• [Things to do]:
• a. According to the article on Alabama health insurance losses, how many Alabamians lost their health insurance between February and May?
• b. Summarize the article on Alabama health insurance losses in two sentences.
** Opening Selected text block **
ALABAMA- Job losses during the COVID-19 economic crash kicked 69,000 Alabamians off their health insurance between February and May, according to a new report by Families USA, a nonprofit research organization based in Washington, D.C.
Those coverage losses increased Alabama’s uninsured rate for non-elderly adults to 19%, the report finds. That is the ninth highest rate in the nation and 3 percentage points higher than in 2018. As workers and their families lose comprehensive health insurance, their risk of delayed care and complications from the virus increases. So does their risk of financial devastation.
“Even before COVID-19, Alabama’s failure to expand Medicaid left more than 220,000 adults uninsured,” Alabama Arise campaign director Jane Adams said. “Further coverage losses during the recession will bring health and financial suffering for even more families across our state. More people will go without needed health care. More hospital bills will go unpaid. And all Alabamians will bear the additional strain on our health care system. This report’s findings should be a blaring emergency siren for our state leaders.”
The number of uninsured adults hiked by 5.4 million nationally between February and May. The increase in those few months was 39% higher than any annual increase ever recorded, Families USA finds. The report also shows a disturbing overlap between states with the highest adult uninsured rates and the worst COVID-19 case trends.
“COVID-19 is putting lives, livelihoods and economic security at risk for thousands of Alabama workers. And many communities face long-term challenges for health care capacity and economic recovery,” Adams said.
“Alabama Arise and Cover Alabama urge Gov. Kay Ivey to save lives and stabilize our local hospitals by expanding Medicaid. We ask the Legislature to provide the needed state share of this pro-family, pro-health, pro-community investment in our future. And we ask Congress to strengthen Medicaid funding and help Alabama shore up our health care infrastructure.”
Adams directs Cover Alabama, a coalition of more than 90 organizations pushing for Medicaid expansion in Alabama.
** Closing Selected text block **
** Opening Data provided block **
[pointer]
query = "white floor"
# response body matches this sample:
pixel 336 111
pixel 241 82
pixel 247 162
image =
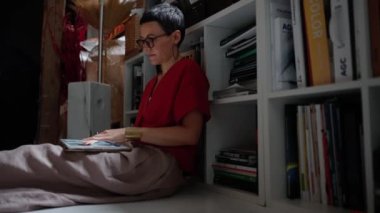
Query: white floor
pixel 192 199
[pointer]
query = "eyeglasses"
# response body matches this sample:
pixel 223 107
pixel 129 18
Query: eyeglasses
pixel 149 41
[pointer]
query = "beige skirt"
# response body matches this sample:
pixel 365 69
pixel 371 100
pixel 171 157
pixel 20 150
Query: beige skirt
pixel 38 176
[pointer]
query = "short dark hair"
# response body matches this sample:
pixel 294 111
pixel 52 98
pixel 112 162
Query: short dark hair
pixel 168 16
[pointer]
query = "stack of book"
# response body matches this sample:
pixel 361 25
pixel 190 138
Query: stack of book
pixel 236 168
pixel 241 46
pixel 323 143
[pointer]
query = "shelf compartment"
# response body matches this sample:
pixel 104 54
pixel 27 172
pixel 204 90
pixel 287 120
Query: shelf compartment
pixel 237 99
pixel 324 90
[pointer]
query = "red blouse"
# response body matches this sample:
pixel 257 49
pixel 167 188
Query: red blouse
pixel 183 89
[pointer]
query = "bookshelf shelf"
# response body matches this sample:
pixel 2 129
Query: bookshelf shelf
pixel 325 90
pixel 259 119
pixel 238 99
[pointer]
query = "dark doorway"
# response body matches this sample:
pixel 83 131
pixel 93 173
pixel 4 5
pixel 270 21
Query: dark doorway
pixel 20 68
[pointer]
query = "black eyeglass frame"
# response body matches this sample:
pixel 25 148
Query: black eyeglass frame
pixel 148 41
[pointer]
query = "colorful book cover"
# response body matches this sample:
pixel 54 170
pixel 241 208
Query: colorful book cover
pixel 317 43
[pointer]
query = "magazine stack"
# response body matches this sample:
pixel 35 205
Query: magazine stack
pixel 236 168
pixel 241 47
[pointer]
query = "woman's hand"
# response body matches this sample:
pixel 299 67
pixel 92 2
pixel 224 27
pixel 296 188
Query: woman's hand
pixel 133 133
pixel 110 135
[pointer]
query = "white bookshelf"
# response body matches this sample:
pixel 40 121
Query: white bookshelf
pixel 237 120
pixel 365 90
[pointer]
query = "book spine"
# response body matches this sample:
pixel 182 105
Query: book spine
pixel 317 43
pixel 291 150
pixel 302 156
pixel 322 176
pixel 340 35
pixel 284 73
pixel 298 37
pixel 234 167
pixel 237 161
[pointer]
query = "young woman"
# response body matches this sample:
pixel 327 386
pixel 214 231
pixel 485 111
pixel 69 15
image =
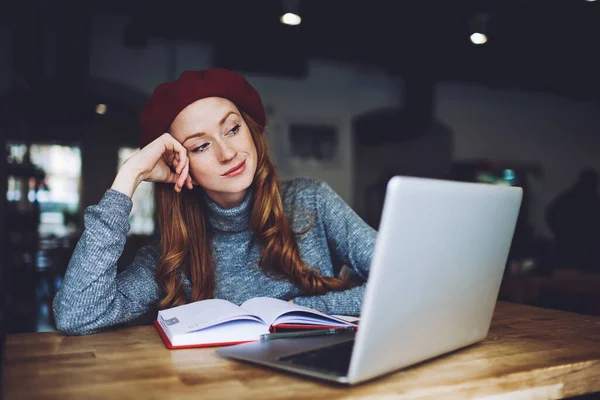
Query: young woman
pixel 228 228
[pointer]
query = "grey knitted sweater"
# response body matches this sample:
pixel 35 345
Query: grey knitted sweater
pixel 94 296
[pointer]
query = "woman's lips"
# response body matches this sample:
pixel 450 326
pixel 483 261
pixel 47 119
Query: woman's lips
pixel 238 169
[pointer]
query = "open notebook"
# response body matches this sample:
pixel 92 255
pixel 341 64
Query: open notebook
pixel 217 322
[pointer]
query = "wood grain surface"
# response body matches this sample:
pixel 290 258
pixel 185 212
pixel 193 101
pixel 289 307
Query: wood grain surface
pixel 530 353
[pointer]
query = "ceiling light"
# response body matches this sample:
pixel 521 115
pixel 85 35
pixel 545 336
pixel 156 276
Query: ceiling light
pixel 290 14
pixel 478 38
pixel 479 28
pixel 101 109
pixel 290 19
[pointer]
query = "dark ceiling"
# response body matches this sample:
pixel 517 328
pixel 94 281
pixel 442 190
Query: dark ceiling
pixel 533 44
pixel 547 45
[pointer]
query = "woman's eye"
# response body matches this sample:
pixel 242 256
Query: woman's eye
pixel 200 148
pixel 235 129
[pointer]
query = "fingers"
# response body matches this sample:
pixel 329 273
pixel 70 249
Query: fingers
pixel 183 177
pixel 176 156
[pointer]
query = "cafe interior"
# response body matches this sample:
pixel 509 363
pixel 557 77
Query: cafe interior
pixel 492 92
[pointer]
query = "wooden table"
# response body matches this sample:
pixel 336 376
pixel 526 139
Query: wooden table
pixel 530 353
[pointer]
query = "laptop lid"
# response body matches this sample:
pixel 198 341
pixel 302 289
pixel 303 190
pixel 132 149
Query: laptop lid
pixel 436 271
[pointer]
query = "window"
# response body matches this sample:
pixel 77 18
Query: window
pixel 142 213
pixel 58 192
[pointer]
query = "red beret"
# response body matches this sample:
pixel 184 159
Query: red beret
pixel 170 98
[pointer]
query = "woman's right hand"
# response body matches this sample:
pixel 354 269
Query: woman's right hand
pixel 162 160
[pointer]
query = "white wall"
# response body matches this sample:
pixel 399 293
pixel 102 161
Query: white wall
pixel 561 135
pixel 331 93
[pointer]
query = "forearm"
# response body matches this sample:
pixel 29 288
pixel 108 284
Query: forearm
pixel 348 302
pixel 89 288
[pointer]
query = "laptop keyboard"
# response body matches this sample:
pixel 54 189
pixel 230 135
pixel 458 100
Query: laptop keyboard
pixel 333 359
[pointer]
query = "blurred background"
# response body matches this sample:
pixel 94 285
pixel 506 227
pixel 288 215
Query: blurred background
pixel 501 92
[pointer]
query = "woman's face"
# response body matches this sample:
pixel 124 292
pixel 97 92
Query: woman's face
pixel 220 148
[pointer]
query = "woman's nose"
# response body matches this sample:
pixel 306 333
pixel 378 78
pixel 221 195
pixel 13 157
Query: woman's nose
pixel 227 152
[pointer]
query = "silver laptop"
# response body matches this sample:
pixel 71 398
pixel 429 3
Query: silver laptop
pixel 433 284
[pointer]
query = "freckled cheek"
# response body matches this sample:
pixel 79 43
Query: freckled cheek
pixel 201 171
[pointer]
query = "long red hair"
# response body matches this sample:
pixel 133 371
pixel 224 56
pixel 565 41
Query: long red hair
pixel 186 241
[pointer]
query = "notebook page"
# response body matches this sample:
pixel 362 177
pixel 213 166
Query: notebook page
pixel 202 314
pixel 234 331
pixel 274 311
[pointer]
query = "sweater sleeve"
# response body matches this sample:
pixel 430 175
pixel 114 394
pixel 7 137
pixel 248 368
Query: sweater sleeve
pixel 351 241
pixel 93 296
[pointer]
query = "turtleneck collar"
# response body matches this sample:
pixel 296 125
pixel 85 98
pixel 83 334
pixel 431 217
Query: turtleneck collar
pixel 235 219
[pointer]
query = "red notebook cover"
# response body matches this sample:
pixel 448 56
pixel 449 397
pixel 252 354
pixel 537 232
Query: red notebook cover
pixel 169 345
pixel 272 329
** Closing Data provided block **
• [Response list]:
• a. 69,000 Alabamians.

• b. A Families USA report finds that job losses during the COVID-19 economic crash cost 69,000 Alabamians their health insurance between February and May, raising the state's uninsured rate for non-elderly adults to 19%, the ninth highest in the nation. Alabama Arise campaign director Jane Adams warned of more health and financial suffering and urged Gov. Kay Ivey, the Legislature and Congress to expand and strengthen Medicaid.